• EXERCISE GOAL: This task calls for every entry below to be repeated exactly.

--- DATASET CONTENT Enclosed Below ---

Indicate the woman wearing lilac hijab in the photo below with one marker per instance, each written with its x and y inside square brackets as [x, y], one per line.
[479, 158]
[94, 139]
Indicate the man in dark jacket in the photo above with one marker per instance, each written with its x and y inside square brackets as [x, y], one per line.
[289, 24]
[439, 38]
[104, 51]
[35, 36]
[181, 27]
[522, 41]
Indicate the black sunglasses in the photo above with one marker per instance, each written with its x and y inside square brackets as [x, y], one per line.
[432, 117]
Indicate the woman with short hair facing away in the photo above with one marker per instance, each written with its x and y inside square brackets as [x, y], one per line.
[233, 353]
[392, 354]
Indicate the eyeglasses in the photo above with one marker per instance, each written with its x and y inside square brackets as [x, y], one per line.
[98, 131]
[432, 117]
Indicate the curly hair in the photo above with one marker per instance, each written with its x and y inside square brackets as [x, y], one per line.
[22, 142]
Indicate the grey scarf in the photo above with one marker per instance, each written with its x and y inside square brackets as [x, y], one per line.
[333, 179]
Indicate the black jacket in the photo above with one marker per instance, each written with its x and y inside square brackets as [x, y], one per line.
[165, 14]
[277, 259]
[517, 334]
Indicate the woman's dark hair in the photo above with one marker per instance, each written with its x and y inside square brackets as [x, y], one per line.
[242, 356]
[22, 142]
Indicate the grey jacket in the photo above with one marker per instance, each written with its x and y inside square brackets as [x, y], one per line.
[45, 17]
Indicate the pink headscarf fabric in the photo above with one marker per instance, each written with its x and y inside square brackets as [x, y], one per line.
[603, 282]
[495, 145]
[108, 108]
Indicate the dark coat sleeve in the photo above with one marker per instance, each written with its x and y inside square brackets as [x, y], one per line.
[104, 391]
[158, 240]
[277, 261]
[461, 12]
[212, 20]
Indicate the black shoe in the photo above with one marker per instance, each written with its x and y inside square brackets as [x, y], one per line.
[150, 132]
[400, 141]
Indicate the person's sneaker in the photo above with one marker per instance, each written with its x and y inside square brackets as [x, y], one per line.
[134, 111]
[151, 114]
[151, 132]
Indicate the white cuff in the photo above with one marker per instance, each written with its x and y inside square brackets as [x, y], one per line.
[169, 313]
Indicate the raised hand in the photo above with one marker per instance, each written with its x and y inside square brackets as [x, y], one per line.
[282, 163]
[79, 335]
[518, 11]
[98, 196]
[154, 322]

--- End of Enclosed DATASET CONTENT ---

• TASK RESULT:
Indicate the woman wearing lilac hijab in the photo below with one marker per instance, each written with its x and y inside square brackets as [x, y], one per line.
[479, 158]
[94, 139]
Indicate the man in dark jacket in the photo above with one marker per instance, each written with its x and y inside square brackets as [x, y], one per line.
[289, 24]
[439, 38]
[104, 51]
[35, 36]
[181, 27]
[522, 41]
Indicate the black sunglasses in the photo above with one marker per instance, each written with its x and y inside square brackets as [x, y], one per line.
[432, 117]
Indicate the woman with short hair facing away in the photo above with one marker per instance, each written with its x and y inside square brackets as [x, y], one per line.
[233, 353]
[392, 354]
Indicate the eyeglasses in the photo above with one marker per instance, each written with its x and y inside square brackets as [x, y], one per line.
[98, 131]
[432, 117]
Indicate the curly hair in the photo above with one marker per instance, each written with its x and y inside square brackets as [x, y], one per line.
[22, 142]
Indicate the grey scarf in the photo above with one marker per instance, each written with its x and y inside square brackets as [x, y], one per line.
[333, 179]
Indicate the black jacket in the photo above with one marker per instance, each written with its x and y inside square brackets as [x, y], one per line.
[165, 14]
[277, 259]
[517, 334]
Indicate the woman's dark hair in the photo above with one marker per instance, each written with its x and y inside square brackets as [x, y], one per line.
[242, 356]
[22, 142]
Indicate the grey jacket in the photo above with one marker per instance, each written with its x and y inside square brackets as [x, y], one per line.
[45, 17]
Indicate the pink headscarf fabric in the photo above with one marker per instance, each written with its x and y inside square brackets as [x, y], one per line.
[603, 282]
[495, 145]
[108, 108]
Indicate the dark coat sleeve in the photo above with one marker per instance, each written with its x and y inside square brackets as [x, y], one per line.
[104, 391]
[158, 240]
[277, 261]
[461, 12]
[212, 20]
Indicate the black shoe in the photo above with one marker per instance, each written with its x and y inside square brackets as [x, y], one per line.
[150, 132]
[400, 141]
Indicate the person's sneaker in the photo above with one marker per instance, each written with its x and y inside square brackets as [x, y], one per line.
[134, 111]
[151, 114]
[151, 132]
Indicate the white cuff in the photo above with one marker per instance, each written with its x and y inside square brackets as [x, y], one per line.
[169, 313]
Indicate the raised hand in the photo above with one marker per instance, each written with its x and y inside square brackets as [x, y], one per line.
[282, 163]
[79, 335]
[518, 11]
[98, 196]
[154, 322]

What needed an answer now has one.